TASK:
Look through the records, and whenever a line includes the word "blurred", copy it.

━━ SOURCE RECORDS ━━

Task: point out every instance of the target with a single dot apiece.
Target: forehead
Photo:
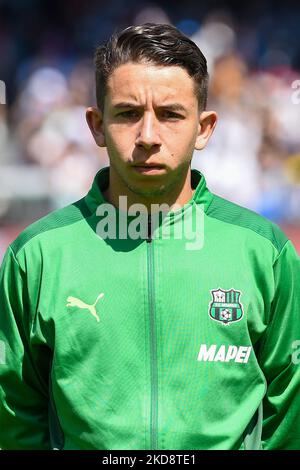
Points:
(141, 82)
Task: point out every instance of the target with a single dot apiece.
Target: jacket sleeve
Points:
(23, 387)
(280, 357)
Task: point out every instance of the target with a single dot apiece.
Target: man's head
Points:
(156, 44)
(151, 84)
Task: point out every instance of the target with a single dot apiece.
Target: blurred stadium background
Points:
(47, 156)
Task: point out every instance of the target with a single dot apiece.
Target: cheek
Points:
(118, 140)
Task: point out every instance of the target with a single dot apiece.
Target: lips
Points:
(153, 168)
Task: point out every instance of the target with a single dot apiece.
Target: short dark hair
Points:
(157, 44)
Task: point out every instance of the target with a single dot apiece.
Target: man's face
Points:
(151, 117)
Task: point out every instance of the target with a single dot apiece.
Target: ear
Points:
(207, 124)
(94, 118)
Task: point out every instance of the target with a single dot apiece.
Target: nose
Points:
(148, 135)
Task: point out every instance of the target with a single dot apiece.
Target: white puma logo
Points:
(74, 302)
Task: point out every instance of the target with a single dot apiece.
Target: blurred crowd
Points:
(253, 55)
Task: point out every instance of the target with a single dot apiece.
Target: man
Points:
(151, 314)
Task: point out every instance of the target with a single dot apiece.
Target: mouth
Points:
(149, 169)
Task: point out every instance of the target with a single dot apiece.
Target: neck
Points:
(177, 195)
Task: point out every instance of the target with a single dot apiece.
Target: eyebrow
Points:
(171, 106)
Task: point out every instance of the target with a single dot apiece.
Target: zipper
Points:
(153, 340)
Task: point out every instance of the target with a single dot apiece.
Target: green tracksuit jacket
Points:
(118, 343)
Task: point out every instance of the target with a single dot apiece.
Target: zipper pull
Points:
(149, 238)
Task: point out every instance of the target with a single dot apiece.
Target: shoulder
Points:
(238, 216)
(52, 222)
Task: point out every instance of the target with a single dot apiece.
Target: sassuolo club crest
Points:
(225, 306)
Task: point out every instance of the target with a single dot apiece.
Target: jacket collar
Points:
(202, 195)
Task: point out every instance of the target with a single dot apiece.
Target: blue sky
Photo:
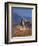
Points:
(21, 12)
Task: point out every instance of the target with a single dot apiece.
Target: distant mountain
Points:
(17, 18)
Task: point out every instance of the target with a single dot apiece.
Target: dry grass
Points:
(19, 31)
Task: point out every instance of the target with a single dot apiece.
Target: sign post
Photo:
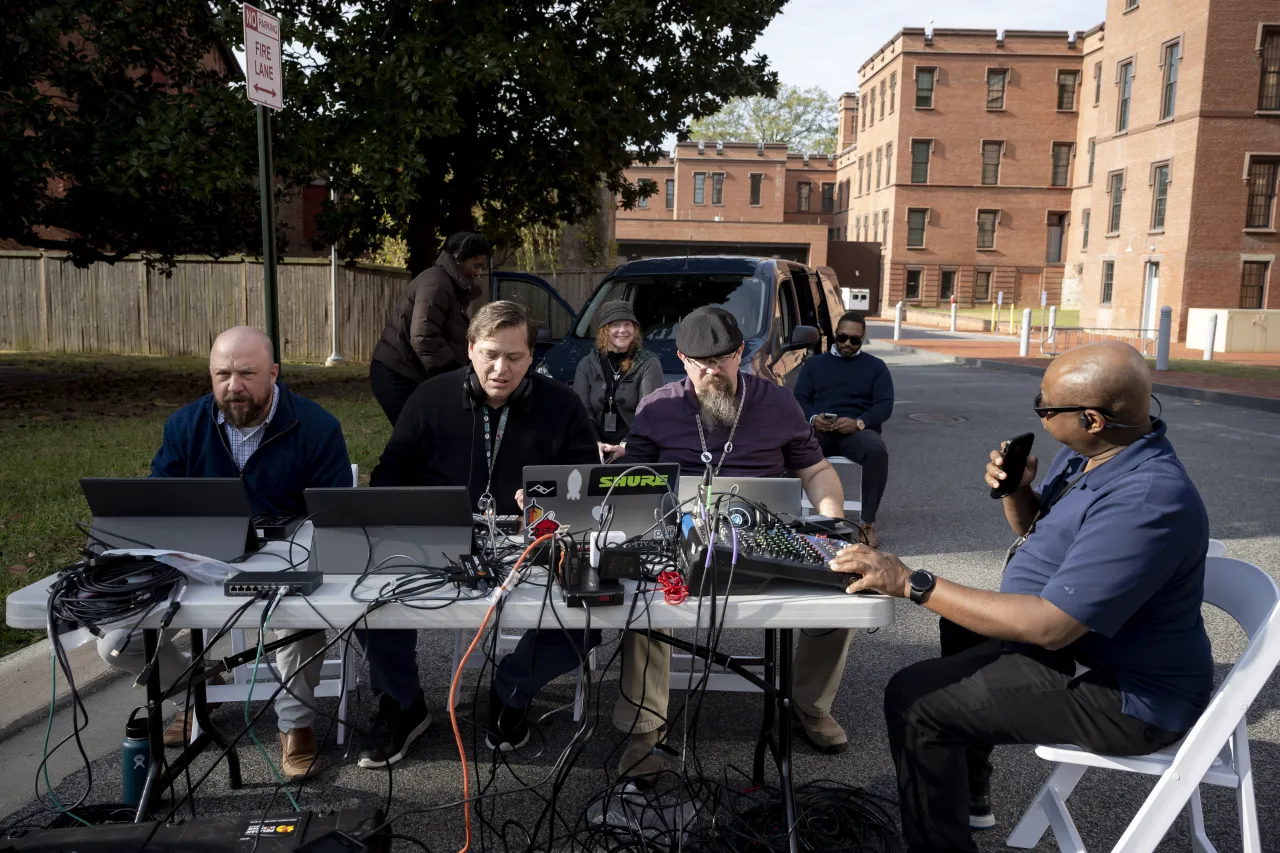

━━━

RESPONSE:
Target: blurred stadium background
Target: blurred crowd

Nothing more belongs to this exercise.